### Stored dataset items
========

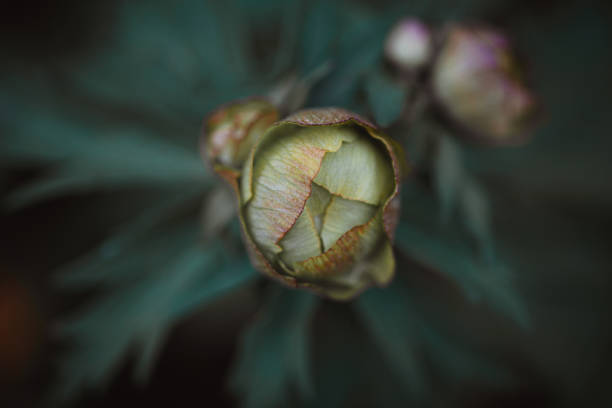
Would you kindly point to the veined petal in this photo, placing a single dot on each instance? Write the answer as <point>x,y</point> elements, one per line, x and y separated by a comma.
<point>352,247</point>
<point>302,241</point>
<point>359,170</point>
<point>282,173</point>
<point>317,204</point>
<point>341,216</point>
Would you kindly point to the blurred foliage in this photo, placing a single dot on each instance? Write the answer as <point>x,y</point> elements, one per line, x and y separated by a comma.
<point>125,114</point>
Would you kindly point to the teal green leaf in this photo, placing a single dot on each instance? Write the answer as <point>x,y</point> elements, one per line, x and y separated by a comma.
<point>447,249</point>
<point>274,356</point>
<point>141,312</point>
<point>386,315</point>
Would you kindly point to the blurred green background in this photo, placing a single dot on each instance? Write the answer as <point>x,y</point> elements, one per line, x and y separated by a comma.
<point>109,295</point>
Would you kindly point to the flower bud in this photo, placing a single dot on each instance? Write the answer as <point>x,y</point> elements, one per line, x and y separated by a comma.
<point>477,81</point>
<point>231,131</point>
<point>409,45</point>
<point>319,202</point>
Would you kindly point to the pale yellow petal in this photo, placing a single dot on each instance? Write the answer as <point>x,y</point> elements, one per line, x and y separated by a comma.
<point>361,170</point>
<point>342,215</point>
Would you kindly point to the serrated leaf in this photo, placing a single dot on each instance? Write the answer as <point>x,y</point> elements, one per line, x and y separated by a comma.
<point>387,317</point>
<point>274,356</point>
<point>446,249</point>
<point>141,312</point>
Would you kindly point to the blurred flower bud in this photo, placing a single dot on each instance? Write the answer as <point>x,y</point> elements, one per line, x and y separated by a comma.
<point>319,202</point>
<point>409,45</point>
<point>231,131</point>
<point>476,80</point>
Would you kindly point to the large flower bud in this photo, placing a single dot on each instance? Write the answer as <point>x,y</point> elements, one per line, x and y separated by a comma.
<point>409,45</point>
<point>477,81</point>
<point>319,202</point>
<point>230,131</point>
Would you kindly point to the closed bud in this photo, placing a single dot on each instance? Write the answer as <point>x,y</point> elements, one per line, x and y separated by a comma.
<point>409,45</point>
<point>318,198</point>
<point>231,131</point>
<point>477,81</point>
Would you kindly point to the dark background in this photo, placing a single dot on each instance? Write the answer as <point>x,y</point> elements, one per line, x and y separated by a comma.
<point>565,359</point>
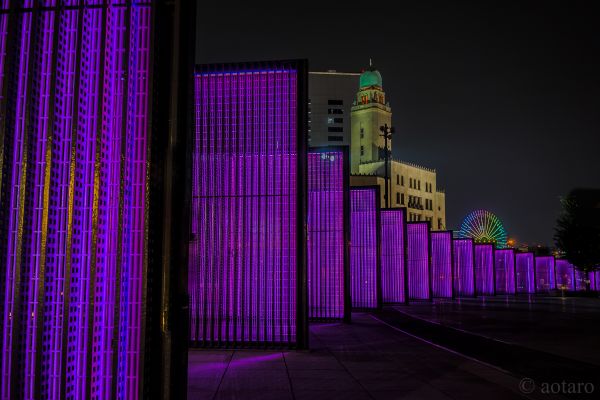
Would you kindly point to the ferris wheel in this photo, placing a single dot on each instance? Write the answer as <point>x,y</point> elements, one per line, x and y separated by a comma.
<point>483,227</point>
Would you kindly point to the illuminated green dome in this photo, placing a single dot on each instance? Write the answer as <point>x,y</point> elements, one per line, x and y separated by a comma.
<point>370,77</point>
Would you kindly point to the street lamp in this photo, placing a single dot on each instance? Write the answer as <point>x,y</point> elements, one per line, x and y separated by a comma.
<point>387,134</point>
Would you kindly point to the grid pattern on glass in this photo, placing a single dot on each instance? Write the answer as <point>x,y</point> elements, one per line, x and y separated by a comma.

========

### What the task requires
Omitting the images, transcribe every record exactly.

### Output for this exercise
Would you kindly point to the veined petal in this photo, placing a single dot on each instance? Write the answer as <point>x,y</point> elements, one per line, x and y separated by a comma.
<point>352,247</point>
<point>302,241</point>
<point>359,170</point>
<point>282,173</point>
<point>317,204</point>
<point>341,216</point>
Would you kindly point to the blurred foliage in this photo, placing a single dot on each instance? Write the answer as <point>x,y</point> elements, one per line, x and y separated by a comma.
<point>125,114</point>
Would you kindly point to the teal green leaf in this photo, placing a single dot on each instance? Write the answer as <point>x,y</point> elements, one per line, x and y separated by a comma.
<point>447,249</point>
<point>274,356</point>
<point>141,312</point>
<point>386,315</point>
Would you kindly point to the blurred green background in this photo, placing a single dot on each instance? Write the answer as <point>x,y</point> elements, one per line, x and y separated by a comma.
<point>109,295</point>
Would you kindly point to the flower bud in this photo, placing a single dot on each instance? Write the answer as <point>x,y</point> elements, one per line, x and y separated by a comma.
<point>477,81</point>
<point>231,131</point>
<point>409,45</point>
<point>319,202</point>
Would you kindly point to the pale yellow petal in this photo, placing a single dot on each instance? Write the answer as <point>x,y</point> elements, one per line, x and y separated by a comma.
<point>361,170</point>
<point>342,215</point>
Would you kindly point to the serrated leaf in this photo, placing a single dot on each instance? Write the answer as <point>x,y</point> elements, one per line, x and y separated by a comma.
<point>387,317</point>
<point>274,356</point>
<point>446,249</point>
<point>141,312</point>
Would you kindly point to the blurred flower bud in this photo, placing a single dot on each instance? Write the answer as <point>x,y</point> elements, one per line, x and y separated by a comma.
<point>319,202</point>
<point>409,45</point>
<point>231,131</point>
<point>476,80</point>
Would you kindly point to the large flower bud in this photo, placing a single dot on each instance? Write the answer as <point>x,y</point> elements, one per line, x and y separated by a comma.
<point>409,45</point>
<point>477,81</point>
<point>319,202</point>
<point>230,131</point>
Would you kindly point to the closed bud in this photo, placing a single dot on each instance? Write the answer as <point>x,y</point> elements, one per line, x and y separated by a comma.
<point>409,45</point>
<point>318,198</point>
<point>231,131</point>
<point>477,81</point>
Would you kindly point to the dark background in this photo, placing a single dot on each instance? Write the answer as <point>x,y</point> elements, one per line, x and y separated by a comma.
<point>565,359</point>
Would you kindly point to the ferris wheel in this photo, placing a single dot on each instance? Write the answer as <point>x,y</point> elements, one per line, x and y separated by a comma.
<point>483,227</point>
Would you kindly point to the illuminated green dome in this photo, placing a single dot on each instance? Write the answer as <point>x,y</point> elements, one per line, x and y separated by a comma.
<point>370,77</point>
Would you kindly point to the street lamp in this photo, placing a single dot on each instance? Write the answer as <point>x,y</point> elements, one per line, x and y separated by a comma.
<point>387,134</point>
Would you kindly point to the grid pattern on glass in this photo, placing a single dot on each instance? Write the answer as <point>x,y</point> elements, one per line, x and y separated by a comma.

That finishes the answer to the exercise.